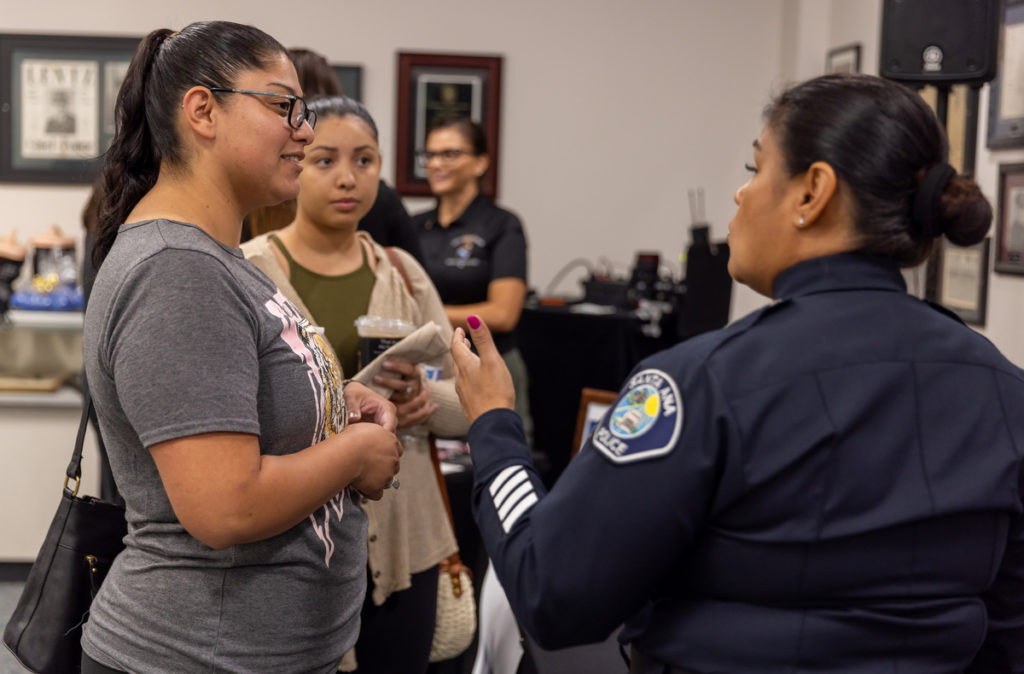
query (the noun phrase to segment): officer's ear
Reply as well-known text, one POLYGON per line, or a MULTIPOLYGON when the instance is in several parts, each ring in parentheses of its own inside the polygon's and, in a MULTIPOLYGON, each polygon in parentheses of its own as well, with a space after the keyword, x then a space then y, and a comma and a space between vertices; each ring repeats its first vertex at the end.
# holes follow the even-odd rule
POLYGON ((797 180, 801 191, 796 213, 798 228, 813 227, 823 215, 840 207, 839 180, 831 165, 816 161, 797 180))

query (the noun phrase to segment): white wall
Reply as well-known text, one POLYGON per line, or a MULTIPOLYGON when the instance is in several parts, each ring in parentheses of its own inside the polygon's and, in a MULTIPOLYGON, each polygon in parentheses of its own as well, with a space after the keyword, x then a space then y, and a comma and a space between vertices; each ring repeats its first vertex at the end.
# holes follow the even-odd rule
MULTIPOLYGON (((4 32, 141 35, 229 18, 361 63, 389 178, 396 52, 503 54, 499 200, 523 218, 540 290, 575 256, 625 268, 635 251, 653 249, 678 269, 691 188, 705 189, 707 216, 724 237, 778 77, 782 28, 782 0, 309 0, 223 2, 216 11, 199 0, 54 0, 45 12, 3 2, 4 32)), ((84 187, 0 185, 7 222, 22 232, 77 229, 86 196, 84 187)), ((572 278, 558 288, 577 289, 572 278)))
MULTIPOLYGON (((435 0, 371 3, 201 0, 0 0, 0 31, 142 35, 197 19, 258 25, 288 46, 364 67, 364 99, 381 128, 393 177, 396 52, 503 54, 499 201, 523 218, 530 283, 547 289, 575 257, 625 270, 637 250, 657 250, 678 270, 688 241, 687 190, 706 192, 707 218, 724 237, 732 194, 772 93, 823 71, 831 47, 859 42, 877 72, 881 0, 435 0)), ((982 118, 987 93, 982 97, 982 118)), ((996 193, 997 165, 982 122, 978 179, 996 193)), ((0 184, 5 222, 22 235, 59 223, 77 230, 86 187, 0 184)), ((410 200, 411 210, 427 207, 410 200)), ((580 273, 556 292, 578 290, 580 273)), ((1024 278, 993 275, 983 332, 1024 363, 1019 338, 1024 278)), ((763 304, 745 288, 733 315, 763 304)))

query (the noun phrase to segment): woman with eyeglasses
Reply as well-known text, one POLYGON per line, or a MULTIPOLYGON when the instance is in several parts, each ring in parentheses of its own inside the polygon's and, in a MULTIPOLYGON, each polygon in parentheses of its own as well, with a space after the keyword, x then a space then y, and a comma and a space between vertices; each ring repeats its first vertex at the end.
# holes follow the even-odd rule
POLYGON ((543 646, 625 623, 633 674, 1024 672, 1024 371, 900 273, 992 209, 895 82, 764 121, 729 272, 772 303, 641 362, 550 492, 486 325, 479 358, 456 330, 498 578, 543 646))
MULTIPOLYGON (((288 55, 299 75, 299 83, 306 99, 313 101, 328 96, 341 96, 341 82, 323 55, 310 49, 292 47, 288 55)), ((243 241, 281 229, 295 219, 295 201, 288 200, 268 208, 253 211, 245 219, 243 241)), ((382 246, 397 246, 422 261, 420 240, 412 226, 412 218, 394 188, 381 180, 373 206, 359 221, 359 229, 382 246)))
POLYGON ((418 157, 437 206, 413 216, 423 266, 441 294, 452 326, 483 317, 515 382, 516 411, 531 437, 526 364, 516 325, 526 299, 526 236, 519 218, 480 193, 490 166, 487 134, 467 117, 434 121, 418 157))
POLYGON ((238 248, 298 192, 301 96, 276 40, 222 21, 147 35, 118 94, 84 355, 128 535, 87 674, 326 674, 356 641, 395 409, 238 248))
MULTIPOLYGON (((243 244, 246 257, 277 284, 303 316, 323 327, 345 376, 357 374, 362 315, 433 321, 452 328, 430 278, 404 250, 385 249, 357 231, 380 183, 377 125, 351 98, 320 98, 316 135, 306 148, 295 219, 243 244)), ((365 503, 369 518, 369 589, 354 657, 360 674, 422 674, 429 664, 442 560, 458 550, 434 470, 428 431, 466 432, 451 378, 430 379, 416 362, 394 358, 372 384, 397 405, 402 442, 401 489, 365 503)), ((457 569, 455 570, 457 573, 457 569)))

--

- What to do
The answer must restate each entry word for word and contain no images.

- Task response
query (the noun phrase to segment): officer's ear
Reply as well-known text, one POLYGON per line, or a MULTIPOLYGON when the instance is in several parts, each ring in parentheses of its own inside the polygon's and, in a MULTIPOLYGON, each polygon in parentheses of its own as well, with a space after the keyword, x then a space then y, and a comma and a space between vertices; each ring repeats its first vertex at the end.
# holes follow the even-odd rule
POLYGON ((797 180, 801 191, 796 213, 798 228, 813 227, 823 215, 840 207, 839 180, 831 165, 816 161, 797 180))

query (the noun phrase to segment): white wall
Reply as well-known text, one POLYGON per line, or a MULTIPOLYGON when the instance is in several parts, each ring in parentheses of its own inside the polygon's and, in a MULTIPOLYGON, each polygon in parentheses of its own as well, with a space after the keyword, x then a space then y, and a comma and a space between vertices; each ring repeats its first vertex at the end.
# holes follow the even-odd rule
MULTIPOLYGON (((4 32, 141 35, 229 18, 361 63, 389 178, 396 52, 503 54, 499 200, 523 218, 540 290, 575 256, 625 268, 635 251, 653 249, 678 269, 691 188, 705 189, 707 216, 724 237, 778 77, 782 28, 782 0, 309 0, 223 2, 216 11, 199 0, 54 0, 45 12, 3 2, 4 32)), ((84 187, 0 185, 7 222, 22 232, 77 229, 86 196, 84 187)), ((572 278, 558 288, 577 289, 572 278)))
MULTIPOLYGON (((435 0, 371 3, 201 0, 0 0, 0 31, 142 35, 197 19, 258 25, 288 46, 364 67, 364 99, 381 128, 393 177, 396 52, 503 54, 499 201, 523 218, 530 283, 547 289, 575 257, 625 270, 637 250, 657 250, 678 270, 688 241, 687 190, 706 192, 707 218, 724 237, 732 194, 772 93, 823 71, 831 47, 859 42, 877 72, 881 0, 435 0)), ((982 118, 987 93, 982 97, 982 118)), ((996 193, 997 165, 982 122, 978 179, 996 193)), ((0 184, 5 222, 22 235, 59 223, 77 230, 86 187, 0 184)), ((410 200, 411 210, 427 207, 410 200)), ((580 273, 556 292, 578 290, 580 273)), ((1024 278, 993 275, 983 332, 1024 363, 1019 338, 1024 278)), ((763 304, 745 288, 733 315, 763 304)))

query (the noun phrase to segment): woman with eyeglasses
Reply as well-known text, one POLYGON per line, or a MULTIPOLYGON when the instance is in several parts, each ring in parentheses of its own inside the polygon's and, in a MULTIPOLYGON, each polygon in parentheses of its own as well, with a space after the keyword, x then a space then y, and a comma and a space between vertices; each ring repeats its first vertex at the end.
# holes follow the even-odd rule
POLYGON ((543 646, 625 623, 633 674, 1024 672, 1024 371, 900 273, 992 209, 895 82, 764 121, 729 272, 772 303, 641 362, 550 492, 486 325, 479 358, 456 330, 498 578, 543 646))
MULTIPOLYGON (((288 55, 299 75, 299 83, 306 99, 313 101, 328 96, 341 96, 341 82, 323 55, 310 49, 292 47, 288 55)), ((243 241, 281 229, 295 219, 295 201, 288 200, 268 208, 253 211, 245 219, 243 241)), ((382 246, 397 246, 422 261, 420 240, 412 226, 412 218, 394 188, 381 180, 373 206, 359 221, 359 229, 382 246)))
POLYGON ((418 157, 437 206, 413 216, 423 266, 441 294, 452 326, 483 317, 515 382, 516 411, 531 437, 526 364, 516 325, 526 299, 526 236, 519 218, 480 193, 490 166, 487 134, 467 117, 434 121, 418 157))
POLYGON ((238 248, 298 192, 301 96, 276 40, 222 21, 147 35, 118 94, 84 355, 128 535, 87 674, 326 674, 356 641, 395 409, 238 248))
MULTIPOLYGON (((243 244, 246 257, 277 284, 303 316, 323 327, 345 376, 357 374, 362 315, 433 321, 452 328, 430 278, 404 250, 385 249, 357 231, 380 183, 377 125, 351 98, 320 98, 316 135, 306 148, 295 219, 243 244)), ((365 503, 369 518, 369 589, 354 657, 360 674, 422 674, 429 664, 442 560, 458 550, 434 470, 428 431, 466 432, 451 378, 430 379, 416 362, 394 358, 372 384, 397 405, 402 442, 401 489, 365 503)), ((457 569, 455 570, 457 573, 457 569)))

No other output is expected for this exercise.